__What is expected__:
The first line of the entries through the line bearing "segment --target window": copy these lines exactly and return nothing else.

*** Data shown ***

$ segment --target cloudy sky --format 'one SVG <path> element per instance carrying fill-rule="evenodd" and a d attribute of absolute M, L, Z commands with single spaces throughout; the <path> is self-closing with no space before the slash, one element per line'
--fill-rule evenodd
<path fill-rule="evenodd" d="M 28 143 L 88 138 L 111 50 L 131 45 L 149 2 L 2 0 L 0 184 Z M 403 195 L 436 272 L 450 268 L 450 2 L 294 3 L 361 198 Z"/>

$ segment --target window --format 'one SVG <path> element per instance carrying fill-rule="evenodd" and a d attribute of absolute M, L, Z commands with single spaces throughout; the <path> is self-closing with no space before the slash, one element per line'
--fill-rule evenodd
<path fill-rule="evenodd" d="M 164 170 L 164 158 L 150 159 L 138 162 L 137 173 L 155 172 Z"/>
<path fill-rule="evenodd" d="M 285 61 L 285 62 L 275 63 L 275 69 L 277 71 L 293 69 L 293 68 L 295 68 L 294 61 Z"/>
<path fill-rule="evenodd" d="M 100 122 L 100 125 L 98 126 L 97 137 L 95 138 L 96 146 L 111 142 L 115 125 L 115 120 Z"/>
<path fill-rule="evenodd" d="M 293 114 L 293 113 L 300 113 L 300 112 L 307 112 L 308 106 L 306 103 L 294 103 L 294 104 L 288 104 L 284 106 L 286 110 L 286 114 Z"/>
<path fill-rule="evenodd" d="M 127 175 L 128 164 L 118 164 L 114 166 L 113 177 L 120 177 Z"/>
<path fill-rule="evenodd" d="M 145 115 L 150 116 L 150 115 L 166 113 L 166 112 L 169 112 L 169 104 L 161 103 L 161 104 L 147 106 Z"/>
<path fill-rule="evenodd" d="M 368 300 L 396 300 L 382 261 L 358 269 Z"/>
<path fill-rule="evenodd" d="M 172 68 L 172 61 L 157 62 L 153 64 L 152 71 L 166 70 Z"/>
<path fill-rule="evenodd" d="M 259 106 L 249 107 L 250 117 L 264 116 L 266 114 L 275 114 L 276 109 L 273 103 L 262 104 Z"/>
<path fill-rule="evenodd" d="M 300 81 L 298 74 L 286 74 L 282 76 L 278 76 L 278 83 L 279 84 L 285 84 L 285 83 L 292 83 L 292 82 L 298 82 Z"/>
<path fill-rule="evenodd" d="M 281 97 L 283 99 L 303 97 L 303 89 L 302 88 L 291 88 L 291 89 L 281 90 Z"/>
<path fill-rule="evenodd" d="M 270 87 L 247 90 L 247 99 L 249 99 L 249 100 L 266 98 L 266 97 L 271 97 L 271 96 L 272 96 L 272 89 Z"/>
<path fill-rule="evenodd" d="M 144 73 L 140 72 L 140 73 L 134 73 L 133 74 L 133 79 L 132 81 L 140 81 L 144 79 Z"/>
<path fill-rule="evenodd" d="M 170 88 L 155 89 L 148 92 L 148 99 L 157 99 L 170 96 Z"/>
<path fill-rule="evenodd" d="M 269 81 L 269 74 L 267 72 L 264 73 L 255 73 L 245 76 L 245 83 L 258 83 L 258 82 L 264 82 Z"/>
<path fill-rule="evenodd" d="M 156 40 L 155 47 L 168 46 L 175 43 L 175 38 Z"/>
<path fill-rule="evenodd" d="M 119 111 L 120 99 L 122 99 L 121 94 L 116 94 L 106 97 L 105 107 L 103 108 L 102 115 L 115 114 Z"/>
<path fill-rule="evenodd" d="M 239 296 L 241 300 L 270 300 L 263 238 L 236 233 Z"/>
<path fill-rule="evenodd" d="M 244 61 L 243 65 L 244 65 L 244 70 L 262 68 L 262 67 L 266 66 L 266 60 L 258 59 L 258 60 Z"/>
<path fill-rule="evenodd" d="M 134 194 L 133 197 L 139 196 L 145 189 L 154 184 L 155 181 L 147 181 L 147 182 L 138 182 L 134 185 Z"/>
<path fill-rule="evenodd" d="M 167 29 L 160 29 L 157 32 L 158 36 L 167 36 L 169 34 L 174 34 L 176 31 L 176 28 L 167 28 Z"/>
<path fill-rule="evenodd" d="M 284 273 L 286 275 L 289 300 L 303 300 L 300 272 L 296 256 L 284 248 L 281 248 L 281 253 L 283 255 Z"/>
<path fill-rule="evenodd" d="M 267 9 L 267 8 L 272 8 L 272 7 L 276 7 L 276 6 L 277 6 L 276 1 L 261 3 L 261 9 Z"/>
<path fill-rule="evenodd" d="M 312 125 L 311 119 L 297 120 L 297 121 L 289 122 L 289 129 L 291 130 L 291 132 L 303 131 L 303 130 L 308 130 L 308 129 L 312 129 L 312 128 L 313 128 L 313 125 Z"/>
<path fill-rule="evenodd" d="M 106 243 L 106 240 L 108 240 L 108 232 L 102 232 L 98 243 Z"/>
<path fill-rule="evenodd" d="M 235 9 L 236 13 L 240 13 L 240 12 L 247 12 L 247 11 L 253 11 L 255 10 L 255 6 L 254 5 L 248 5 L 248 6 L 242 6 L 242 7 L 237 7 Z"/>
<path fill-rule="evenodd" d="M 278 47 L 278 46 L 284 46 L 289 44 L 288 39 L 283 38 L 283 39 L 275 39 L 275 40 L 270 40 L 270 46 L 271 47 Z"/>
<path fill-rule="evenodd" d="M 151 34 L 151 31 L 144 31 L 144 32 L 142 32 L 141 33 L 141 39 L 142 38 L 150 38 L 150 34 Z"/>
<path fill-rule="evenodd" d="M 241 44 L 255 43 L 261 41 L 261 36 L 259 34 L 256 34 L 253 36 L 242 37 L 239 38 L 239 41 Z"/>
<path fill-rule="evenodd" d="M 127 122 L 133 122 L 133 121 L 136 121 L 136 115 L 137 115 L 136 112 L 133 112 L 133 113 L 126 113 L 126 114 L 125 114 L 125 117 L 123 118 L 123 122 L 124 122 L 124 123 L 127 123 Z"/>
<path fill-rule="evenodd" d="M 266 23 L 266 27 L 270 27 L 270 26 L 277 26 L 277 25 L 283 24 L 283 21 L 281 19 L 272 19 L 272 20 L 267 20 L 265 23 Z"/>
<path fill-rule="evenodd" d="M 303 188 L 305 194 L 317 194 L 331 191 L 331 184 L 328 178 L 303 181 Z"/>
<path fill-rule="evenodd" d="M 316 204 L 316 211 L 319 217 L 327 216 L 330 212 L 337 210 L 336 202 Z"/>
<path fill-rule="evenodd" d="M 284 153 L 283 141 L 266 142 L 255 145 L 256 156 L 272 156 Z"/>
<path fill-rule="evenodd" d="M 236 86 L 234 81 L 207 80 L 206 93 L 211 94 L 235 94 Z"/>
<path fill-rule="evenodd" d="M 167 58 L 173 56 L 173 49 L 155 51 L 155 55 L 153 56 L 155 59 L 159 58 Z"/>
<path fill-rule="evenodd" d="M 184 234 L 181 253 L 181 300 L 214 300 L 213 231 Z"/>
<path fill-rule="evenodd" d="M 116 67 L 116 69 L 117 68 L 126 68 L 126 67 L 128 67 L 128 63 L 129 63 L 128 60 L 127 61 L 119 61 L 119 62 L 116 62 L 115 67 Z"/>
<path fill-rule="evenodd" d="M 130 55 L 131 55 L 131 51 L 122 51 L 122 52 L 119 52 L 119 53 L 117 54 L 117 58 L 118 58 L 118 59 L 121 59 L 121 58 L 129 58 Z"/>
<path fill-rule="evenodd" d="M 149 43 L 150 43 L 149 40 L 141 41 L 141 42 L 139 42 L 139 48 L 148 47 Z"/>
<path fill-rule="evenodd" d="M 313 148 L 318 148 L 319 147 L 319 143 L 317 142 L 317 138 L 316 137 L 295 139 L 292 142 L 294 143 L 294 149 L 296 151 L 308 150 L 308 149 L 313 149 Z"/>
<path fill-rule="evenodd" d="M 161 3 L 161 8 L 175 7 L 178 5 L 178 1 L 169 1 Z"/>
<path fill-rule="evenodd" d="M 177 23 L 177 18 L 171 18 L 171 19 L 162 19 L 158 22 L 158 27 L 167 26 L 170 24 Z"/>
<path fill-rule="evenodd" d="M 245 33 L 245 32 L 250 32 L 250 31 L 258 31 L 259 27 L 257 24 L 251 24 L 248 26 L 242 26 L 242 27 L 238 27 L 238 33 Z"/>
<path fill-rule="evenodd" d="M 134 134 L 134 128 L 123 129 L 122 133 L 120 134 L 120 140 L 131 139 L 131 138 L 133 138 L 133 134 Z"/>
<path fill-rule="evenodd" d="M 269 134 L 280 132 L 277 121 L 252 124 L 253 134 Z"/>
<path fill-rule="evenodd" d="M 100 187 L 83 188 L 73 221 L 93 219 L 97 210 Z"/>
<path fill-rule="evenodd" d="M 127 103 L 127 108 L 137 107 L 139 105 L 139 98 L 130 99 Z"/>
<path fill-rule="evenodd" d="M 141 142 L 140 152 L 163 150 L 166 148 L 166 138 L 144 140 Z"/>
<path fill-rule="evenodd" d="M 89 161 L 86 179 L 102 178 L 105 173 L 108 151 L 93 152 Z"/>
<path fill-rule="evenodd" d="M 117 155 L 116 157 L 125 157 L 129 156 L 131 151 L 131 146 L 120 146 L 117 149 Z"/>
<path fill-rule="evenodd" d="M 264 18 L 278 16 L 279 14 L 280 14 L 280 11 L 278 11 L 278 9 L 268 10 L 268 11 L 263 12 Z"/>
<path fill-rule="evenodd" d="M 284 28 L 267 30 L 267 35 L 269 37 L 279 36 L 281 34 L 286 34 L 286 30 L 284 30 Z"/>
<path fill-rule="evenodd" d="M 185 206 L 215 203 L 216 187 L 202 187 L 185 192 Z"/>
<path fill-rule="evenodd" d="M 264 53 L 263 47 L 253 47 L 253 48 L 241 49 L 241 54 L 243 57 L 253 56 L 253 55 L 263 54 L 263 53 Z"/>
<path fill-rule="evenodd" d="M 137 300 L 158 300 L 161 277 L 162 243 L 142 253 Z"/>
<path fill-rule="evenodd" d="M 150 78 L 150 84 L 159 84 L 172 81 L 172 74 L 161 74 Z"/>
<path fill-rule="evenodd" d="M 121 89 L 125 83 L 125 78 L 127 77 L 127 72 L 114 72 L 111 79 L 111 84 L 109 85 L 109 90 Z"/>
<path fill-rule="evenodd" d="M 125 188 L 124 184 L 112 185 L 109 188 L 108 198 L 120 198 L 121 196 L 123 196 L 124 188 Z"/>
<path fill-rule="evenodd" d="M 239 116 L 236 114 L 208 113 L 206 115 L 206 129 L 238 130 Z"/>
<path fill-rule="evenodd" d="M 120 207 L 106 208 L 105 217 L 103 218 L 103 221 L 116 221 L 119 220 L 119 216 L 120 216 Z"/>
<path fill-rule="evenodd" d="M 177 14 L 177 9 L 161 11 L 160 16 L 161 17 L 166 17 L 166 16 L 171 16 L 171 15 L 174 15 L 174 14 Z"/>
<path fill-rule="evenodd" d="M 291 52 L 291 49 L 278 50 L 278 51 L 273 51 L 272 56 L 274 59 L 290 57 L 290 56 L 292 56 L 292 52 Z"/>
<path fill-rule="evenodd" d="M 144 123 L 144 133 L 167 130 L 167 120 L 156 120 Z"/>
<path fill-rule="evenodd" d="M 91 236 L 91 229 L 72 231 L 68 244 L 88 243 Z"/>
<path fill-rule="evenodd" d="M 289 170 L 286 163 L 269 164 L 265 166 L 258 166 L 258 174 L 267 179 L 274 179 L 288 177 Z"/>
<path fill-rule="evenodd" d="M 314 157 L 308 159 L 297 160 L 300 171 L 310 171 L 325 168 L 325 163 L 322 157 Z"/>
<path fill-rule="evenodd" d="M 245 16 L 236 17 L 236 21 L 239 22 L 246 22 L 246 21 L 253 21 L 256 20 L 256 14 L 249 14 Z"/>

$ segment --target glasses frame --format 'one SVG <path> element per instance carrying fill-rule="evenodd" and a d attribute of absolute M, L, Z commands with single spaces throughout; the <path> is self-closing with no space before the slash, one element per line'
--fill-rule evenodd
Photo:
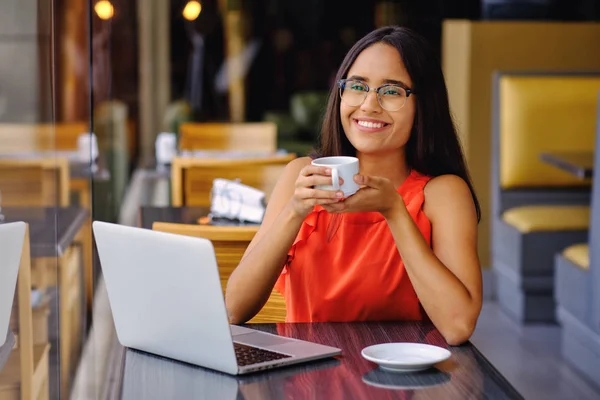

*** End of Data shown ***

__Expected answer__:
$ segment --target cloudy sky --format 'one SVG <path> element per instance carrying fill-rule="evenodd" and a d attribute of absolute M, L, Z commands with single spaces throughout; the <path> is self-closing with no space before the slash, one element per line'
--fill-rule evenodd
<path fill-rule="evenodd" d="M 28 143 L 88 138 L 111 50 L 131 45 L 149 2 L 2 0 L 0 184 Z M 403 195 L 436 272 L 450 268 L 450 2 L 294 3 L 361 198 Z"/>

$ segment --target window --format 'one SVG <path> element per instance carrying fill-rule="evenodd" and a d attribute of absolute M, L, Z commands with single spaces throughout; the <path> is self-closing with no space before the slash, one element per line'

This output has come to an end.